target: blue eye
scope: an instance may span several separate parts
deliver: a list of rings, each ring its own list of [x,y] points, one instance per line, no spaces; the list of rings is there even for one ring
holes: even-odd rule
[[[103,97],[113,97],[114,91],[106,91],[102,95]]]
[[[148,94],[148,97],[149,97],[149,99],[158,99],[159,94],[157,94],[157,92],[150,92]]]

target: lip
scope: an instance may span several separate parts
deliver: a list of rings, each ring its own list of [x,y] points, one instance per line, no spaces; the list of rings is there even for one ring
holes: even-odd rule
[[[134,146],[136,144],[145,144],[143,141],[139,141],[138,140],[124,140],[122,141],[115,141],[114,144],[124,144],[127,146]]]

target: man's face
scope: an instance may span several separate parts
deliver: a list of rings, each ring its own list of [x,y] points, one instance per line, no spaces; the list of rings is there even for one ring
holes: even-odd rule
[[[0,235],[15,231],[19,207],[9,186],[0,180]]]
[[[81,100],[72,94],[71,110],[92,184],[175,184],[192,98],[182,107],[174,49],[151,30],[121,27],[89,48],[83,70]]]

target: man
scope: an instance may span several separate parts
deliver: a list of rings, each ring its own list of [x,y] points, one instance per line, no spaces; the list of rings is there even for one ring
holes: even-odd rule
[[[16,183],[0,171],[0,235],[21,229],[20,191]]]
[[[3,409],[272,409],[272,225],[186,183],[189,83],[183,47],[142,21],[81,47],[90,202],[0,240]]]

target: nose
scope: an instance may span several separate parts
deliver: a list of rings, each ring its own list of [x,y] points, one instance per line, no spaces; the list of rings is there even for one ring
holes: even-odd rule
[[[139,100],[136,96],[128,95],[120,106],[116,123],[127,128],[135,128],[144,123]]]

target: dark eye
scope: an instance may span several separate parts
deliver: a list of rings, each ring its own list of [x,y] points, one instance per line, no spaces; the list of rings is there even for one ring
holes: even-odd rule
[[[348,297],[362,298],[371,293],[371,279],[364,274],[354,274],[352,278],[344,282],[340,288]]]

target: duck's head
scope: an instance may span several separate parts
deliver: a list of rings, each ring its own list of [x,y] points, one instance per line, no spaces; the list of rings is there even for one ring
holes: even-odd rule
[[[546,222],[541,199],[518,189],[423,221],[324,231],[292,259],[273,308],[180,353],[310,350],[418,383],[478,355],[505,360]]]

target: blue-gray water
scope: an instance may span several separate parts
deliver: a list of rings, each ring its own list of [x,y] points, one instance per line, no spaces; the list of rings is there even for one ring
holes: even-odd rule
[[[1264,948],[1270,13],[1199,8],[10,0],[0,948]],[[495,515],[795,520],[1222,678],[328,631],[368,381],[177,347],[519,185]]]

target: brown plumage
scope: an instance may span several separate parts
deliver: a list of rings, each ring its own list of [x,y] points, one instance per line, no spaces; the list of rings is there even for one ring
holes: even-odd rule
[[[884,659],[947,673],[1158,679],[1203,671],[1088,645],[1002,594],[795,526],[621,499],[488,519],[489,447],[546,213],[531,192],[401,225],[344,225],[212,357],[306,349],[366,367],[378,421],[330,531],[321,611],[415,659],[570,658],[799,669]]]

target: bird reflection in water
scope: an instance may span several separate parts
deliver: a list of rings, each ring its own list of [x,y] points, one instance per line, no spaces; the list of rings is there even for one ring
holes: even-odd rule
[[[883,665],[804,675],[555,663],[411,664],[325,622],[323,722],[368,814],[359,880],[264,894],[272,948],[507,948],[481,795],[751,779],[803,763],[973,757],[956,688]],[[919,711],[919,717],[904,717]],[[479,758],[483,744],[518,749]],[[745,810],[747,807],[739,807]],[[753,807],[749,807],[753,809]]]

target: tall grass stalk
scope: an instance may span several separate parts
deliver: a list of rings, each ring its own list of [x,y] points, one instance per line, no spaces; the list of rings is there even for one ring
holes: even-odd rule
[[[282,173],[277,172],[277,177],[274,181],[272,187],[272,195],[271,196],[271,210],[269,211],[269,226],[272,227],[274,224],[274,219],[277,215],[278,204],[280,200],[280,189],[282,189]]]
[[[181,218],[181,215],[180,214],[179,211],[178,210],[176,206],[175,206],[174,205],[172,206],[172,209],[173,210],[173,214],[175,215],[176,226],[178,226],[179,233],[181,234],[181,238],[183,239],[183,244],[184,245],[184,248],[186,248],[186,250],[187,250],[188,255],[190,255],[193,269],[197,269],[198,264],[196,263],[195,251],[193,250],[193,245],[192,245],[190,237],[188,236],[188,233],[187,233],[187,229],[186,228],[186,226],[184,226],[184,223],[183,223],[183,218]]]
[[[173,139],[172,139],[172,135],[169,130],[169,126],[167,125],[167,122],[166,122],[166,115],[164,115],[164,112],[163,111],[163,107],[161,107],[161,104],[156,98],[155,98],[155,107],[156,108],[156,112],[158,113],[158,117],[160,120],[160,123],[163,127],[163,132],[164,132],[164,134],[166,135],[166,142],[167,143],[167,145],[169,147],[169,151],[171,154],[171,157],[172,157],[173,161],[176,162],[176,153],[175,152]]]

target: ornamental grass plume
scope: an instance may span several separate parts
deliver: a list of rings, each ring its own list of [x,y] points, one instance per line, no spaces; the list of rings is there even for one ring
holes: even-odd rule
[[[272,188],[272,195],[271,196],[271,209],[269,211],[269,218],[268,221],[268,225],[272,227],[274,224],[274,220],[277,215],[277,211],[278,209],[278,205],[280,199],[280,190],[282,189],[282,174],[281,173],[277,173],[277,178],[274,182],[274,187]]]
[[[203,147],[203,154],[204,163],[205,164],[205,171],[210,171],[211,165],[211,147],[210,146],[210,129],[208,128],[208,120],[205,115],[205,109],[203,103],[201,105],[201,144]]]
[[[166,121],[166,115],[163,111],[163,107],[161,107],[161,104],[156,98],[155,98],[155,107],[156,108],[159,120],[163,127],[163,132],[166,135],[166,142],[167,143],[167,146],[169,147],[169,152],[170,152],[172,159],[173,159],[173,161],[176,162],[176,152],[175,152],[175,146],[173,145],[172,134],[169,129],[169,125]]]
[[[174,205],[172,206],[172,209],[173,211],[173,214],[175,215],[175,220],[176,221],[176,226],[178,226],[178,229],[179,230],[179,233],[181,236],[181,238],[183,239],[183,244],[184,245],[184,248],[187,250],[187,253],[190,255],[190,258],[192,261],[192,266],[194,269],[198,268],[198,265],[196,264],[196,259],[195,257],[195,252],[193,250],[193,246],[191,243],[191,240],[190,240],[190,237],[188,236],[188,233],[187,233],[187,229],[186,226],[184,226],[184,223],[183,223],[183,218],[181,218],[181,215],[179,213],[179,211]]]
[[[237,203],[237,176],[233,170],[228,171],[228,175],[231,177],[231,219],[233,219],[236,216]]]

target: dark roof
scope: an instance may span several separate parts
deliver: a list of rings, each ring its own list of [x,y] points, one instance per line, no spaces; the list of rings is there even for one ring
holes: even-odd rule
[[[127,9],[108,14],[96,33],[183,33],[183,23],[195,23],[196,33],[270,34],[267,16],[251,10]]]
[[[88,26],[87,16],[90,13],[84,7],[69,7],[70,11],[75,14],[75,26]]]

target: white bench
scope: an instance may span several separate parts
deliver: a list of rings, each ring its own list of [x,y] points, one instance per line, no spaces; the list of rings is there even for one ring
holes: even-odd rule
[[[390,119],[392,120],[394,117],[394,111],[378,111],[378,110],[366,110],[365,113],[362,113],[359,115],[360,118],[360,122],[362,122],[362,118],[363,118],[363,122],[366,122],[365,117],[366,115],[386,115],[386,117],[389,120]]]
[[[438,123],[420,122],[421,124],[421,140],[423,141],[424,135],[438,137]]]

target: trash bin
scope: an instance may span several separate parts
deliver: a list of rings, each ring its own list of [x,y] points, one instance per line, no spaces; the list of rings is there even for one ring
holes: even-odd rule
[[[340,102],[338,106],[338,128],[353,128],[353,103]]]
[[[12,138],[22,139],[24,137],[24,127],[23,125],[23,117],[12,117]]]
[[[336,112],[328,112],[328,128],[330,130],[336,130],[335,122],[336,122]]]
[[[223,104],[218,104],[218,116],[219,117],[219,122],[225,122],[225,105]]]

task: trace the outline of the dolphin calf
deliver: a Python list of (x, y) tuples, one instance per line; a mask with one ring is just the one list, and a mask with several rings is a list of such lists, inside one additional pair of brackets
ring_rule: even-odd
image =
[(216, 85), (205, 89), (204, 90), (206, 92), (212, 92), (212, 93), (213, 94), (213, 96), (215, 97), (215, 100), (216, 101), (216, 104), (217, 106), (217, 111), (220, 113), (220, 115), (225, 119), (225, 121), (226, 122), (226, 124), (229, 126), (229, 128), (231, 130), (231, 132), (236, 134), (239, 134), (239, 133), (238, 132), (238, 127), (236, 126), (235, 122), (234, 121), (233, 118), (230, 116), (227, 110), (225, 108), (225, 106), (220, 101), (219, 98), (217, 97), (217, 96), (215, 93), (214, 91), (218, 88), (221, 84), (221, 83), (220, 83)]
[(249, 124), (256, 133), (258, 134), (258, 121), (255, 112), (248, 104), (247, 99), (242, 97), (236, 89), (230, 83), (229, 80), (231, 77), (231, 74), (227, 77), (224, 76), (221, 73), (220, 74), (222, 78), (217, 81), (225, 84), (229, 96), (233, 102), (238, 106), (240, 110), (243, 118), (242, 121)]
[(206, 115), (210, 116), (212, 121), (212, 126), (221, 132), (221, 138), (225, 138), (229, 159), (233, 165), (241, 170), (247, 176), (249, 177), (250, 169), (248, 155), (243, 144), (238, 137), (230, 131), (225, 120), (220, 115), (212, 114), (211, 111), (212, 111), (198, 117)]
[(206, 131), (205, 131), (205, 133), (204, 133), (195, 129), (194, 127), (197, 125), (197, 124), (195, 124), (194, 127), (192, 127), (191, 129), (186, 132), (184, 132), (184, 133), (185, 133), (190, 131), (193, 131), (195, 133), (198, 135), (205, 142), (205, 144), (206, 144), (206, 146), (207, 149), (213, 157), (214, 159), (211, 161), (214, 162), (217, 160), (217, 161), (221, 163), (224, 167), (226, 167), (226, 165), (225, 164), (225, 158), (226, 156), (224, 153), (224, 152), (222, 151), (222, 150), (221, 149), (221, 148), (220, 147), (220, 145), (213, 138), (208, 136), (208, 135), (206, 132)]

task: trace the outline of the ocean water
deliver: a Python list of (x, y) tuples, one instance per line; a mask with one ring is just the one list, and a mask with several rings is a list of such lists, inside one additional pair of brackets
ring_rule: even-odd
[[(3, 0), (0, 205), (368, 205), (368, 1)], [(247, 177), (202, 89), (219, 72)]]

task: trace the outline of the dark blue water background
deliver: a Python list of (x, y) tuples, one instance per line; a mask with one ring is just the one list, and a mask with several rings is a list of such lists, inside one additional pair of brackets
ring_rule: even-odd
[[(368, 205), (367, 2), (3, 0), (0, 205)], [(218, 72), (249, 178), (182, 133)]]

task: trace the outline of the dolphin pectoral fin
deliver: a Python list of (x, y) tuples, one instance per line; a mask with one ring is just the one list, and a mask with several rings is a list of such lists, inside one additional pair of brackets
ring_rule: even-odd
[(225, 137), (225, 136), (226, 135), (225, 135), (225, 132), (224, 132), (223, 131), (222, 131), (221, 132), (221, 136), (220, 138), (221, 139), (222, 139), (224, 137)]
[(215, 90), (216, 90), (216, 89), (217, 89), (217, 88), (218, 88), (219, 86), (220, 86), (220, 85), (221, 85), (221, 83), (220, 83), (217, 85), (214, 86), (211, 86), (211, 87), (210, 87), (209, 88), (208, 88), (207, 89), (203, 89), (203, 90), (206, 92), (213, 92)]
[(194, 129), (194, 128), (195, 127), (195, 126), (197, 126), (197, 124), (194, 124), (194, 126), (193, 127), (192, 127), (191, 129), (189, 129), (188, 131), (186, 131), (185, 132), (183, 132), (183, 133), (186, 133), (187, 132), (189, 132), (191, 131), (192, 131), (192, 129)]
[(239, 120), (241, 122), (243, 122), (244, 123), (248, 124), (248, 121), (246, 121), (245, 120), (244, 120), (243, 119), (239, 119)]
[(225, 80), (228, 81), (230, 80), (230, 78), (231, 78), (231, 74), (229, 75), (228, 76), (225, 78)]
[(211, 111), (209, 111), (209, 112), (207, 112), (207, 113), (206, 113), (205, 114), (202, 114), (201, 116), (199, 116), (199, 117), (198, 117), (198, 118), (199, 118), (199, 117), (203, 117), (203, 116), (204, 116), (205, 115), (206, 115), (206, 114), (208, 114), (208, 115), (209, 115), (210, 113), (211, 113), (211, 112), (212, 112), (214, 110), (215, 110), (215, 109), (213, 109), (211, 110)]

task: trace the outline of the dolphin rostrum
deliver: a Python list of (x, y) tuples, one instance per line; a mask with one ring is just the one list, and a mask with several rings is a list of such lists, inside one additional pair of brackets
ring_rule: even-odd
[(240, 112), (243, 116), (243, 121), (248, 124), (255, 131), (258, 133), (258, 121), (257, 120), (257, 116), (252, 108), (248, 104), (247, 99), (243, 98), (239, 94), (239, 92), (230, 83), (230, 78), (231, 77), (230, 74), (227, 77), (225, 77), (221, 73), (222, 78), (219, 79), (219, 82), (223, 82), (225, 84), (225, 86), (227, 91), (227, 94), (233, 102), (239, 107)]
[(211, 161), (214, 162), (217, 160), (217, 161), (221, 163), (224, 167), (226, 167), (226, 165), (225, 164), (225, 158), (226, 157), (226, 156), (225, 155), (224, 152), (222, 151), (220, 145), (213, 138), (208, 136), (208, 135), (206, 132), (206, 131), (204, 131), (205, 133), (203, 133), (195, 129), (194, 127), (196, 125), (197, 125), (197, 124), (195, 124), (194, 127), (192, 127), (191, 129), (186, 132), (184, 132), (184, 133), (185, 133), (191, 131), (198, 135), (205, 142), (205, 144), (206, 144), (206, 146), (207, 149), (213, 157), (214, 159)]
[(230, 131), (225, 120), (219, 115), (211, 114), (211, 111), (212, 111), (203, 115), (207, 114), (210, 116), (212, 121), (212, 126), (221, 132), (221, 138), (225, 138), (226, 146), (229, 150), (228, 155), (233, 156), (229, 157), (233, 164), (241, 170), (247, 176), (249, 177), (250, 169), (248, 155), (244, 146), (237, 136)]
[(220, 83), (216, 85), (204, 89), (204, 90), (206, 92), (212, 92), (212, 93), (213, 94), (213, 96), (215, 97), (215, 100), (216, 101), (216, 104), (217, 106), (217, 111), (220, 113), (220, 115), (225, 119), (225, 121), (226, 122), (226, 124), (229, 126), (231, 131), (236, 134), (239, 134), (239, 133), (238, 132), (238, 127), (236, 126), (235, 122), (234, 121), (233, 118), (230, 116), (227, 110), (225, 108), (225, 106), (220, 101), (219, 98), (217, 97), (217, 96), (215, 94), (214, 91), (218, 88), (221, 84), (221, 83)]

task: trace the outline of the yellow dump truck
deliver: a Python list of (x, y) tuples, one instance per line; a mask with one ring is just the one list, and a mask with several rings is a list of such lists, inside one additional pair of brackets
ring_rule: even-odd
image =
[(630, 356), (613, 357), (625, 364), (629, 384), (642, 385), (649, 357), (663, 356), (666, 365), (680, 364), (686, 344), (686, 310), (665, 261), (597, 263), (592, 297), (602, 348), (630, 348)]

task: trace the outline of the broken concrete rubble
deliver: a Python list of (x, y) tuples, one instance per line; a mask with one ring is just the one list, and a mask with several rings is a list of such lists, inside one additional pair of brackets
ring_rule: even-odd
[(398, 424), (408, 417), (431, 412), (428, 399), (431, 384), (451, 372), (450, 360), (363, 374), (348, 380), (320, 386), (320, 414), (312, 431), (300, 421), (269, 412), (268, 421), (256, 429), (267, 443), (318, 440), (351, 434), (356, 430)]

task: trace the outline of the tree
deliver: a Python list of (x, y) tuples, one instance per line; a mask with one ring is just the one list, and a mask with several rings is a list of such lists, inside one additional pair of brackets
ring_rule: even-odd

_ _ _ _ _ _ _

**Problem description**. Show each line of the listing above that contains the string "task", treating uppercase and lowercase as different.

**In response**.
task: trace the outline of the dolphin calf
task: trace the outline of the ocean water
task: trace the outline of the dark blue water background
task: trace the outline of the dolphin pectoral fin
task: trace the outline of the dolphin rostrum
task: trace the outline of the yellow dump truck
task: trace the outline of the broken concrete rubble
task: trace the outline of the tree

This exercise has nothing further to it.